[Begin Extract]

Wednesday, January 28, 2009

The cutting edge of VM design

The Java Virtual Machine generally stands out as the state-of-the-art, loaded with all sorts of crazy optimization tricks it would make your head spin. For this reason many languages (including brand new languages) are targeting it as their runtime, as opposed to writing their own virtual machine which I guess some people still like to do. However, I think the route the JVM has taken is one which will gradually wane in popularity as programmers begin to face a future with dozens if not hundreds of CPU cores at their disposal.

Designers of virtual machines will begin to undergo a realization which is already upon the designers of computer processors: focus less on doing one thing quickly and focus more on being good at doing many things at once. This is why I do not believe the state of the art in virtual machine lies in things like the JVM. Rather, I see the Erlang virtual machine as being the state of the art. Java simply was not designed for this future:

Image stolen from Ulf Wiger who took it from Joe Armstrong who borrowed it from Erik Hagersten

At first glance it may be difficult to appreciate what makes the Erlang VM interesting. Soft realtime garbage collection is nice but the JVM has hard realtime garbage collection. Erlang's JIT is comparatively slow at things like numerical computing and can't inline across modules the way HotSpot can inline methods across classes. It's a notoriously difficult beast for inexperienced system administrators who may see it start gobbling up CPU and RAM for no apparent reason, and the only way to probe what's doing is to get onto its shell and enter a bunch of commands in an esoteric functional language, horrors!

[End Extract]

## What this exercise asks
1. In the blog post on VM design, which virtual machine does the author see as the state of the art?
2. In the blog post on VM design, reproduce the passage between "The cutting edge" and "at their disposal.", inclusive, swapping "programmers" for "developers".
3. Name every person the blog post on VM design mentions in its image credit.

[Begin Supplied information]

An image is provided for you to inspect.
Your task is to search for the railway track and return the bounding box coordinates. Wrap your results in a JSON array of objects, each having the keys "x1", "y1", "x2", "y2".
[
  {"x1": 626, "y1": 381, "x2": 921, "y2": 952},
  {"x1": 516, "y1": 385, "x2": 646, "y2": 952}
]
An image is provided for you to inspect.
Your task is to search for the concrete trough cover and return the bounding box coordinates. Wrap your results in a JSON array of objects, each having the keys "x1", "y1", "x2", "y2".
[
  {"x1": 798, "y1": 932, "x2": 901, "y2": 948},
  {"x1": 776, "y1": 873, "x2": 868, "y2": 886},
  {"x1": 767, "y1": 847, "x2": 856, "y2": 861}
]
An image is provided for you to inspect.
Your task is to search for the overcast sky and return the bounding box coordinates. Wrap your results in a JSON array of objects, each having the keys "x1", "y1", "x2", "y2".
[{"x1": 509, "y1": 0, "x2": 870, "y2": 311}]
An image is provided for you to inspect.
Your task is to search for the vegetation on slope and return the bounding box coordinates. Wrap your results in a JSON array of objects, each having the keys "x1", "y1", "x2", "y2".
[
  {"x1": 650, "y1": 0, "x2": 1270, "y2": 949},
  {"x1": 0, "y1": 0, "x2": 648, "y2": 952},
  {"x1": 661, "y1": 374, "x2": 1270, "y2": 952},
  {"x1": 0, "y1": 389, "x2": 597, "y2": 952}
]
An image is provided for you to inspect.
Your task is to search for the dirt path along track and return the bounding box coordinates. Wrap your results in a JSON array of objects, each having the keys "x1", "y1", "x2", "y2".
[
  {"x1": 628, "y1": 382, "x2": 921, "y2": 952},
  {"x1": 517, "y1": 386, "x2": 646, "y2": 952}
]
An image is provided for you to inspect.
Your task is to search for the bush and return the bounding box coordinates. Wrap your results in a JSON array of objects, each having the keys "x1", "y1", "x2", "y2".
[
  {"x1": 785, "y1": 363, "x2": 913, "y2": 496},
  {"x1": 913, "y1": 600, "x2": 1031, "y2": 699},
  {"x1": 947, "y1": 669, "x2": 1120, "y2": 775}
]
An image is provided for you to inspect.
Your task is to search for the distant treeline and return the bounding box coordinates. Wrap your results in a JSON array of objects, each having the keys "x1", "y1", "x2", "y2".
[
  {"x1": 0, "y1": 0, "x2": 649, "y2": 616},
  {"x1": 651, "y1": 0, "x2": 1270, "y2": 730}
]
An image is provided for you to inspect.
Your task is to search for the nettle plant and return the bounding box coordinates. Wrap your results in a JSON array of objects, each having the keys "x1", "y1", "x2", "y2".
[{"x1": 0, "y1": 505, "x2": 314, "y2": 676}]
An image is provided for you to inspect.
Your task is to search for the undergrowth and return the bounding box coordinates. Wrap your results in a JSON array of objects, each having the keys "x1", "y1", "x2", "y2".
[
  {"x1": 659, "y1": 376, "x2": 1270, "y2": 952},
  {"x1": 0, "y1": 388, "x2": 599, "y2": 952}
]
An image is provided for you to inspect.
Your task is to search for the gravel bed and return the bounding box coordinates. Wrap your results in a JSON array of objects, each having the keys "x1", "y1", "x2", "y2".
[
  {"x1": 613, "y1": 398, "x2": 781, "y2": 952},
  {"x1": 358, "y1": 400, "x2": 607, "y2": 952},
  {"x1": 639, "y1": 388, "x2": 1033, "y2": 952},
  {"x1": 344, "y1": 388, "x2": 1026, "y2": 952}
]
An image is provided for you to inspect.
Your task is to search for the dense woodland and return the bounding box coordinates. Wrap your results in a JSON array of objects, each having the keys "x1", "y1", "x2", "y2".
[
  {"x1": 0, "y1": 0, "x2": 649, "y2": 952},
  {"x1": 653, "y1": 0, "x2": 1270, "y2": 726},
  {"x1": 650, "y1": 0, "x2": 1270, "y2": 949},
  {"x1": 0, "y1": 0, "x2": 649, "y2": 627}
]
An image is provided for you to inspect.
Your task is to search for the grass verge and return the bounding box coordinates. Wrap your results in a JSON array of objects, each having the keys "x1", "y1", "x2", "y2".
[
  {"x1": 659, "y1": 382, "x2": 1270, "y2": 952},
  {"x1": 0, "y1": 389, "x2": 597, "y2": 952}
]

[End Supplied information]

## Results of the exercise
1. The Erlang virtual machine.

2.
The cutting edge of VM design

The Java Virtual Machine generally stands out as the state-of-the-art, loaded with all sorts of crazy optimization tricks it would make your head spin. For this reason many languages (including brand new languages) are targeting it as their runtime, as opposed to writing their own virtual machine which I guess some people still like to do. However, I think the route the JVM has taken is one which will gradually wane in popularity as developers begin to face a future with dozens if not hundreds of CPU cores at their disposal.

3. Ulf Wiger, Joe Armstrong, Erik Hagersten